* Start Material for the task *
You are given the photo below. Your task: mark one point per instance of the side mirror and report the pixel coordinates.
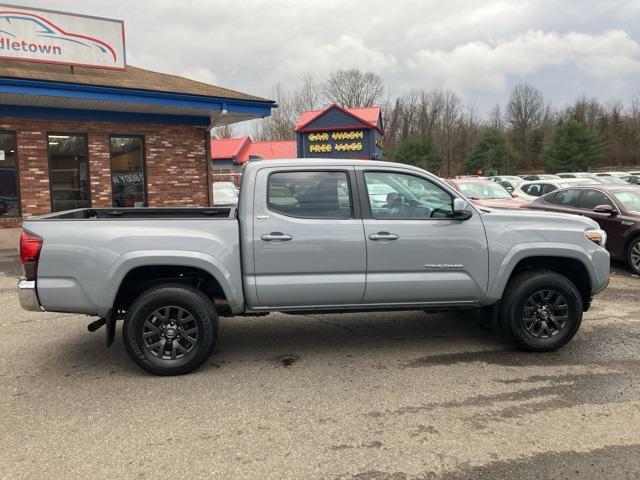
(461, 209)
(606, 209)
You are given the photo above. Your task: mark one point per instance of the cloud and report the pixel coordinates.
(487, 65)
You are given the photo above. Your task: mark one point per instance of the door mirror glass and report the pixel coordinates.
(606, 209)
(461, 209)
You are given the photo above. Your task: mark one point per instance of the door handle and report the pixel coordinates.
(276, 237)
(383, 236)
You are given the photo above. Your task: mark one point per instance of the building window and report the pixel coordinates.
(9, 193)
(310, 194)
(68, 172)
(127, 172)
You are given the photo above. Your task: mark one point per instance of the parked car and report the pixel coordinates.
(509, 182)
(168, 273)
(529, 191)
(485, 193)
(576, 175)
(615, 208)
(540, 176)
(611, 180)
(612, 174)
(632, 179)
(224, 194)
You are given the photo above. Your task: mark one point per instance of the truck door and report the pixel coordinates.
(416, 251)
(309, 246)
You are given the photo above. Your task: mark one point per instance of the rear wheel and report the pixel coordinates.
(633, 255)
(170, 329)
(541, 311)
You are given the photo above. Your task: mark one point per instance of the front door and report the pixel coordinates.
(309, 244)
(416, 251)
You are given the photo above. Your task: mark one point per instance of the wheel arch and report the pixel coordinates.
(570, 262)
(139, 271)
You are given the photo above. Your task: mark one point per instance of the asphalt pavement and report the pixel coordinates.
(395, 396)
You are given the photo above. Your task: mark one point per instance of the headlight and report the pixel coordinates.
(597, 236)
* End Material for the task *
▶ [What needs to be done]: Rewrite the part of the data that opens with the line containing "truck door and report the pixel coordinates." and closes at the end of the data, including both ends and every request line. Shift each coordinate in the answers by adding 118 to both of its numbers.

▶ [Answer to the problem]:
You are given the photo above. Your task: mark one point per instance of the truck door and report the pixel coordinates.
(534, 369)
(427, 364)
You are given the photo above. Your task: mark one point per instance of the rear wheel and report the pixel coordinates.
(751, 373)
(288, 447)
(659, 429)
You are given the photo above. Your task: mark one point per instance of the front door and report the pixel coordinates.
(427, 362)
(534, 369)
You are given the photo above. Your task: mark one point per instance of the wheel arch and report the pixel coordinates.
(688, 380)
(257, 389)
You are given the photo above. Your task: mark one point per instance of the asphalt pavement and report the pixel coordinates.
(513, 514)
You are given the photo above. Your task: mark one point per instance of the headlight and report the pixel coordinates.
(715, 354)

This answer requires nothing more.